- [Your goal] Convert the dataset entries into a JSON list of strings, with one string for each line and no strings for blank lines. Include every entry.

══ Input material ══

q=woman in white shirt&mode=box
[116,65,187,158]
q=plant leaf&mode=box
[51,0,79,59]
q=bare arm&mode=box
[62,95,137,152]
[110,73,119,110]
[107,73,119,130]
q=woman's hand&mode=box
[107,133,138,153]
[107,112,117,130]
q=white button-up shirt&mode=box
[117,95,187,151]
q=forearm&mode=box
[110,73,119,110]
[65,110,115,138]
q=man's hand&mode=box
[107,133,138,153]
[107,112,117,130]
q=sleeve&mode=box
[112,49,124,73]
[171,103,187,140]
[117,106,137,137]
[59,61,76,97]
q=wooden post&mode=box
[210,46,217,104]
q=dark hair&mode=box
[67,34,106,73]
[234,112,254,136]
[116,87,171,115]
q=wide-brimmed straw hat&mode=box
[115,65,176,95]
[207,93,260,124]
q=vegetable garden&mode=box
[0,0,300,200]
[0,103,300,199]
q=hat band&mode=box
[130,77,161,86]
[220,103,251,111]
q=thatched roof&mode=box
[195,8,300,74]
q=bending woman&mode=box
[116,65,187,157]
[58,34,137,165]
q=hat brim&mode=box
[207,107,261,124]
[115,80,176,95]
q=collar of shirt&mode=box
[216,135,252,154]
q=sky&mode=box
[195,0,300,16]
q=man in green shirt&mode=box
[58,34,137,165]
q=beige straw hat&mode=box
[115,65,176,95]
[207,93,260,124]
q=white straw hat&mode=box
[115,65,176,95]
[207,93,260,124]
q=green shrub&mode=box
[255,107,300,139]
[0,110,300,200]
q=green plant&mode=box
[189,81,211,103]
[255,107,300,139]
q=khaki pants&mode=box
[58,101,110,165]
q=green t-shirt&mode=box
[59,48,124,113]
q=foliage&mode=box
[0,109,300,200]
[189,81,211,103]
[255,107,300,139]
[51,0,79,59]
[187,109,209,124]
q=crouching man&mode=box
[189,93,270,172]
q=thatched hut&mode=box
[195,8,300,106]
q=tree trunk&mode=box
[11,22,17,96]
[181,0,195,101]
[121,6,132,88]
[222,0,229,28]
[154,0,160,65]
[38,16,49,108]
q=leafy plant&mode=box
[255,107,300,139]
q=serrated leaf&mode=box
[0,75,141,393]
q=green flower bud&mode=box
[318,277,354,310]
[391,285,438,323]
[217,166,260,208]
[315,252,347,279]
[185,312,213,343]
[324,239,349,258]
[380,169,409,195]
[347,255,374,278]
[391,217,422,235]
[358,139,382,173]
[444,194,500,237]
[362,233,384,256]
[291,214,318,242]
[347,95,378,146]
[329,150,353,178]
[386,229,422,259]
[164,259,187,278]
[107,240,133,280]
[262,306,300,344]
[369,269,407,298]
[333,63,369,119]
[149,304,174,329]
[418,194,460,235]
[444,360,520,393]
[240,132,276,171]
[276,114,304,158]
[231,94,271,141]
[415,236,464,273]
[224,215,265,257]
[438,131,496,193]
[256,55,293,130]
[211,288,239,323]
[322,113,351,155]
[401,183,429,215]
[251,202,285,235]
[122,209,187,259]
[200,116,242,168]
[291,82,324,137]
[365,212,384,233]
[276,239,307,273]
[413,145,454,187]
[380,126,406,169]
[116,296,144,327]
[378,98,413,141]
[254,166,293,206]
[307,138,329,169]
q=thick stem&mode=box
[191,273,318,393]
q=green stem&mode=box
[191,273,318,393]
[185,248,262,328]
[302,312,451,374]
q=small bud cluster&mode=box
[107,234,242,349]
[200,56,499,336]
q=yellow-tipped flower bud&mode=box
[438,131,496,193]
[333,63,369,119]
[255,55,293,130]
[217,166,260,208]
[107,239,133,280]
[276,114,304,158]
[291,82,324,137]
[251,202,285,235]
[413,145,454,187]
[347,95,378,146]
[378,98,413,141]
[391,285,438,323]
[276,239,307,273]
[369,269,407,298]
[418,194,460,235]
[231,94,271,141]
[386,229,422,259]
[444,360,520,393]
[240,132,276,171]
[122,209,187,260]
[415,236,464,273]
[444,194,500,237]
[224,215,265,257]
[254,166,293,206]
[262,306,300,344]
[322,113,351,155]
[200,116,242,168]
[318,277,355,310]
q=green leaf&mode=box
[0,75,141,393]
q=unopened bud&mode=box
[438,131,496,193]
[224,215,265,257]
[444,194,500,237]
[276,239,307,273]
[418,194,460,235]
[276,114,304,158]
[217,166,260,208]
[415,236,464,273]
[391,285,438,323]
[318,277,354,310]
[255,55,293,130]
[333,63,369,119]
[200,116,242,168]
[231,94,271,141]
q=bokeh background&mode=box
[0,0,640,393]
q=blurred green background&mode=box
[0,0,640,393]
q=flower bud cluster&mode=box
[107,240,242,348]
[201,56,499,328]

═══

- [Response]
[
  "q=woman in white shirt&mode=box",
  "[116,65,187,158]",
  "q=plant leaf&mode=box",
  "[51,0,79,59]",
  "q=bare arm&mode=box",
  "[62,95,137,152]",
  "[110,73,119,110]",
  "[107,73,119,130]",
  "q=woman's hand&mode=box",
  "[107,133,138,153]",
  "[107,112,117,130]",
  "q=white button-up shirt&mode=box",
  "[117,95,187,151]",
  "q=forearm&mode=box",
  "[110,73,119,110]",
  "[65,110,115,138]",
  "q=man's hand&mode=box",
  "[107,133,138,153]",
  "[107,112,117,130]",
  "q=sleeve&mode=box",
  "[112,49,124,73]",
  "[171,103,187,140]",
  "[117,106,137,137]",
  "[59,61,76,97]",
  "q=wooden post&mode=box",
  "[210,46,217,104]",
  "q=dark hair&mode=box",
  "[67,34,106,73]",
  "[234,112,254,136]",
  "[116,87,171,115]",
  "q=wide-brimmed straw hat&mode=box",
  "[115,65,176,95]",
  "[207,93,260,124]",
  "q=vegetable garden&mode=box",
  "[0,0,300,200]",
  "[0,103,300,199]",
  "q=hat band&mode=box",
  "[130,77,161,86]",
  "[220,103,251,111]",
  "q=thatched roof&mode=box",
  "[195,8,300,74]",
  "q=bending woman&mode=box",
  "[116,65,187,157]",
  "[58,34,137,165]",
  "q=hat brim&mode=box",
  "[207,107,261,124]",
  "[115,80,176,95]",
  "q=collar of shirt&mode=box",
  "[216,135,252,154]",
  "q=sky&mode=box",
  "[195,0,300,16]",
  "q=man in green shirt&mode=box",
  "[58,34,137,165]",
  "q=beige straw hat&mode=box",
  "[115,65,176,95]",
  "[207,93,260,124]",
  "q=white straw hat&mode=box",
  "[115,65,176,95]",
  "[207,93,260,124]",
  "q=green shrub&mode=box",
  "[255,107,300,139]",
  "[0,110,300,200]",
  "q=green plant&mode=box",
  "[189,81,211,103]",
  "[255,107,300,139]",
  "q=khaki pants&mode=box",
  "[58,101,110,165]",
  "q=green t-shirt&mode=box",
  "[59,48,124,113]",
  "q=foliage&mode=box",
  "[0,109,300,200]",
  "[189,81,211,103]",
  "[255,107,300,139]",
  "[51,0,79,59]",
  "[187,109,209,124]",
  "q=crouching man&mode=box",
  "[189,93,270,172]",
  "q=thatched hut&mode=box",
  "[195,8,300,106]",
  "q=tree trunk&mode=box",
  "[11,22,17,96]",
  "[181,0,195,101]",
  "[121,6,132,88]",
  "[222,0,229,28]",
  "[154,0,160,65]",
  "[38,16,49,108]",
  "q=leafy plant&mode=box",
  "[255,107,300,139]",
  "q=serrated leaf&mode=box",
  "[0,75,141,393]",
  "q=green flower bud&mode=box",
  "[318,277,354,310]",
  "[391,285,438,323]",
  "[217,166,260,208]",
  "[315,252,347,279]",
  "[185,312,213,343]",
  "[324,239,349,258]",
  "[380,169,409,195]",
  "[347,255,374,278]",
  "[391,217,422,235]",
  "[358,139,382,173]",
  "[444,194,500,237]",
  "[362,233,384,256]",
  "[291,214,318,242]",
  "[347,95,378,146]",
  "[329,150,353,178]",
  "[386,229,422,259]",
  "[164,259,187,278]",
  "[107,240,133,280]",
  "[262,306,300,344]",
  "[369,269,407,298]",
  "[333,63,369,119]",
  "[149,304,174,329]",
  "[418,194,460,235]",
  "[444,360,520,393]",
  "[240,132,276,171]",
  "[276,114,304,158]",
  "[231,94,271,141]",
  "[415,236,464,273]",
  "[224,215,265,257]",
  "[438,131,496,193]",
  "[256,55,293,130]",
  "[211,288,239,323]",
  "[322,113,351,155]",
  "[401,183,429,215]",
  "[251,202,285,235]",
  "[122,209,187,259]",
  "[200,116,242,168]",
  "[291,82,324,137]",
  "[365,212,384,233]",
  "[276,239,307,273]",
  "[413,145,454,187]",
  "[380,126,406,169]",
  "[116,296,144,327]",
  "[378,98,413,141]",
  "[254,166,293,206]",
  "[307,138,329,169]",
  "q=thick stem&mode=box",
  "[191,273,318,393]",
  "q=green stem&mode=box",
  "[191,273,318,393]",
  "[185,248,262,328]",
  "[302,312,451,374]",
  "q=small bud cluster&mode=box",
  "[107,234,242,349]",
  "[200,56,499,336]",
  "q=yellow-tipped flower bud&mode=box",
  "[438,131,496,193]",
  "[333,63,369,119]",
  "[255,55,293,130]",
  "[217,166,260,208]",
  "[107,239,133,280]",
  "[276,114,304,158]",
  "[291,82,324,137]",
  "[251,202,285,235]",
  "[413,145,454,187]",
  "[347,95,378,146]",
  "[378,98,413,141]",
  "[391,285,438,323]",
  "[276,239,307,273]",
  "[369,269,407,298]",
  "[418,194,460,235]",
  "[231,94,271,141]",
  "[386,229,422,259]",
  "[444,360,520,393]",
  "[240,132,276,171]",
  "[122,209,187,260]",
  "[415,236,464,273]",
  "[444,194,500,237]",
  "[224,215,265,257]",
  "[254,166,293,206]",
  "[262,306,300,344]",
  "[322,113,351,155]",
  "[200,116,242,168]",
  "[318,277,355,310]",
  "q=green leaf&mode=box",
  "[0,75,141,393]",
  "q=unopened bud&mode=box",
  "[438,131,496,193]",
  "[224,215,265,257]",
  "[444,194,500,237]",
  "[276,239,307,273]",
  "[418,194,460,235]",
  "[276,114,304,158]",
  "[217,166,260,208]",
  "[415,236,464,273]",
  "[391,285,438,323]",
  "[318,277,354,310]",
  "[255,55,293,130]",
  "[333,63,369,119]",
  "[200,116,242,168]",
  "[231,94,271,141]",
  "q=bokeh background&mode=box",
  "[0,0,640,393]",
  "q=blurred green background&mode=box",
  "[0,0,640,393]",
  "q=flower bud cluster&mode=box",
  "[107,240,242,348]",
  "[201,56,499,328]"
]